*STATED PROBLEM*. Write out everything from the start of the data down to the line containing "<point>717,69</point>", that line included, copying each line character for character.

Records from a data source

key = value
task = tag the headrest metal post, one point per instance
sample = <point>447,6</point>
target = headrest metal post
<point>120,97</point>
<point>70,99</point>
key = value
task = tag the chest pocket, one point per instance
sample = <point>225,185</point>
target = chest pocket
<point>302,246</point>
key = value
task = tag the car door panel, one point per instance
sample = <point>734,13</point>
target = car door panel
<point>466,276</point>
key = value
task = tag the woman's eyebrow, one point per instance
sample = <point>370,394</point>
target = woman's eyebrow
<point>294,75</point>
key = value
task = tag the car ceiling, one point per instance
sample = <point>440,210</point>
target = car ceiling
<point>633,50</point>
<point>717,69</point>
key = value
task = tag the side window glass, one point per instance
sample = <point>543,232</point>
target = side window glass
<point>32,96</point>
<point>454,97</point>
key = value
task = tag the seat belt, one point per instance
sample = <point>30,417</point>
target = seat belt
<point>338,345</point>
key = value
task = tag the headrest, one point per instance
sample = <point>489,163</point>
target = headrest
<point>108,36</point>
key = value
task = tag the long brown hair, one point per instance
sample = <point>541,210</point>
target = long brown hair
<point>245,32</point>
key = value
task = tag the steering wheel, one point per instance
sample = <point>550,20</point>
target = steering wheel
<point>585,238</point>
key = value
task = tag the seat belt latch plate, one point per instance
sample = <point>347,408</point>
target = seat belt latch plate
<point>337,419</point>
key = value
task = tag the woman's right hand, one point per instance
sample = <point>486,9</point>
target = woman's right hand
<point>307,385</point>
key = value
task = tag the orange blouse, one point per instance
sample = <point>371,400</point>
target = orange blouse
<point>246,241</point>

*SOLUTION TO THE PROBLEM*.
key = value
task = tag the headrest metal post, one point per instance
sample = <point>447,6</point>
target = headrest metal post
<point>120,97</point>
<point>70,99</point>
key = value
task = tag the chest pocket, one point per instance
sample = <point>225,185</point>
target = chest pocket
<point>302,246</point>
key = value
task = tag the car door panel, one point per instance
sample = <point>734,13</point>
target = car door panel
<point>466,276</point>
key = value
task = tag the woman's eyebrow, one point per instance
sample = <point>370,394</point>
target = woman's eyebrow
<point>294,75</point>
key = value
task = tag the car ceiling, one point per instance
sample = <point>440,210</point>
target = car ceiling
<point>633,50</point>
<point>717,69</point>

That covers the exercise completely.